* WHAT YOU HAVE TO DO
The entries that follow should be duplicated in full, without a single alteration.

== EXTRACTED RECORDS

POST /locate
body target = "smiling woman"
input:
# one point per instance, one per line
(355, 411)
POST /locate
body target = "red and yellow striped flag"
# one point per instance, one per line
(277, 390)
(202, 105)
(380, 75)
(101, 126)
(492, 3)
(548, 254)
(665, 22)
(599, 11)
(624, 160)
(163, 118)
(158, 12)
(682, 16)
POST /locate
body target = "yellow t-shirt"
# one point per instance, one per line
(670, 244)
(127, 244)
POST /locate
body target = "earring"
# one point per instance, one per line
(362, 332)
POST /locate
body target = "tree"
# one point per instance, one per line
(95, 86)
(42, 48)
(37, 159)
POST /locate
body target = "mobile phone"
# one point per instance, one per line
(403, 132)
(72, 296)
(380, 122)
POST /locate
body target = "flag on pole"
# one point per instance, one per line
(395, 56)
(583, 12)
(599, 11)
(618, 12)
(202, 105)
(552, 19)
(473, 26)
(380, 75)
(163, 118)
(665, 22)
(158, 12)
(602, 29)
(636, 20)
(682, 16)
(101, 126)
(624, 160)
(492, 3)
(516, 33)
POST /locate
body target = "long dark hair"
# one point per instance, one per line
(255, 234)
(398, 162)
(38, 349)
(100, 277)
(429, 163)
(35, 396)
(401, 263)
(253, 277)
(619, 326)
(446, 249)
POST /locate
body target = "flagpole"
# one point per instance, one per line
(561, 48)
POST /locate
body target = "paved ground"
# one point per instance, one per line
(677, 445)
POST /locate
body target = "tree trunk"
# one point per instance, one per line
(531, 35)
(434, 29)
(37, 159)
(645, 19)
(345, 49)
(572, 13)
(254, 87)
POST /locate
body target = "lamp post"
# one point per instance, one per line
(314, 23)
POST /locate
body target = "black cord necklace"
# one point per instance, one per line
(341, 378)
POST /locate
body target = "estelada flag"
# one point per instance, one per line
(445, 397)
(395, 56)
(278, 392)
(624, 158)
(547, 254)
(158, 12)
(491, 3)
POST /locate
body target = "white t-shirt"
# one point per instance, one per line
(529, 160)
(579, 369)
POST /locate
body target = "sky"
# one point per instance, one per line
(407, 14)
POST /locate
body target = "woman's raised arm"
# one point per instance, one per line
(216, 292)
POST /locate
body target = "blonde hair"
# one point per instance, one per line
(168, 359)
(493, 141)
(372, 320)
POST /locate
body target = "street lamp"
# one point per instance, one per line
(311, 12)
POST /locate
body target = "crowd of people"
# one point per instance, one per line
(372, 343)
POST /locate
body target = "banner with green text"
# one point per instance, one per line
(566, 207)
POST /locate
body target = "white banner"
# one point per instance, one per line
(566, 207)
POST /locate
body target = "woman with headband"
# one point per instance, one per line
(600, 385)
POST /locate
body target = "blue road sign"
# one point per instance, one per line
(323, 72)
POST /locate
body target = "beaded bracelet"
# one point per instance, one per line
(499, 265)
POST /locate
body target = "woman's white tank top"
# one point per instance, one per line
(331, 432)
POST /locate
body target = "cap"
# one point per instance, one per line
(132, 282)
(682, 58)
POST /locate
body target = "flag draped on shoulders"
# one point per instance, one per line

====

* RESPONSE BOX
POST /locate
body target = "smiling woman"
input:
# one point per instance, one per line
(355, 411)
POST /locate
body target = "red and yellow striped flag"
# one point per instance, one per line
(277, 390)
(202, 105)
(380, 75)
(101, 126)
(492, 3)
(548, 254)
(665, 22)
(599, 11)
(624, 160)
(163, 118)
(158, 12)
(682, 16)
POST /locate
body target = "yellow t-shirt"
# one point per instance, one per line
(670, 244)
(127, 244)
POST /locate
body target = "earring"
# one point per instance, one per line
(362, 332)
POST /locate
body target = "tree"
# one point per instance, one per line
(95, 86)
(42, 48)
(37, 159)
POST /locate
body target = "mobile phone"
# one point per instance, one per line
(403, 132)
(72, 296)
(380, 122)
POST /locate
body target = "flag on pole"
# one point per instance, one per line
(395, 56)
(583, 12)
(599, 11)
(618, 12)
(202, 105)
(552, 19)
(473, 26)
(380, 75)
(163, 118)
(665, 22)
(158, 12)
(602, 29)
(636, 20)
(682, 16)
(101, 126)
(624, 160)
(492, 3)
(516, 33)
POST /locate
body target = "long dark hair"
# one point per instance, one per line
(255, 234)
(398, 162)
(38, 349)
(100, 277)
(429, 163)
(35, 396)
(401, 263)
(253, 277)
(619, 326)
(446, 249)
POST /locate
body target = "flagpole"
# one point per instance, one per line
(561, 48)
POST /locate
body target = "paved ground"
# one point per instance, one per line
(677, 445)
POST /locate
body target = "tree trunk"
# one point per instance, one per line
(531, 35)
(434, 29)
(37, 159)
(645, 19)
(345, 49)
(572, 13)
(254, 87)
POST /locate
body target = "lamp post"
# one point per instance, one per line
(314, 23)
POST /locate
body target = "black cord necklace"
# one point per instance, one per line
(341, 378)
POST /locate
body target = "estelada flag"
# one point per instance, one per line
(445, 397)
(395, 56)
(278, 392)
(624, 158)
(547, 254)
(158, 12)
(491, 3)
POST /locate
body target = "white t-shirt"
# one point per instance, one per line
(529, 160)
(579, 369)
POST /locate
body target = "sky"
# one point per instance, one per line
(407, 14)
POST /locate
body target = "woman's raised arm"
# one point per instance, one per line
(216, 292)
POST /locate
body target = "blonde hair"
# one point per instance, one per line
(168, 359)
(493, 141)
(372, 320)
POST /locate
body target = "street lamp"
# one point per instance, one per line
(311, 12)
POST /locate
body target = "crowd of people"
# one point per instance, one per line
(372, 343)
POST /locate
body target = "banner with green text"
# one point per instance, one per line
(566, 207)
POST /locate
body target = "white banner"
# one point per instance, one per line
(566, 207)
POST /locate
body target = "woman with headband"
# one point per instance, one per line
(600, 385)
POST /locate
body target = "blue road sign"
# one point per instance, one per line
(323, 72)
POST /locate
body target = "beaded bracelet"
# one point per instance, one per line
(499, 265)
POST /locate
body target = "woman's white tank top"
# one point per instance, one per line
(331, 432)
POST /locate
body target = "cap"
# one point per instance, one per line
(132, 282)
(682, 58)
POST /locate
body target = "flag draped on shoulders"
# one point per instance, one per line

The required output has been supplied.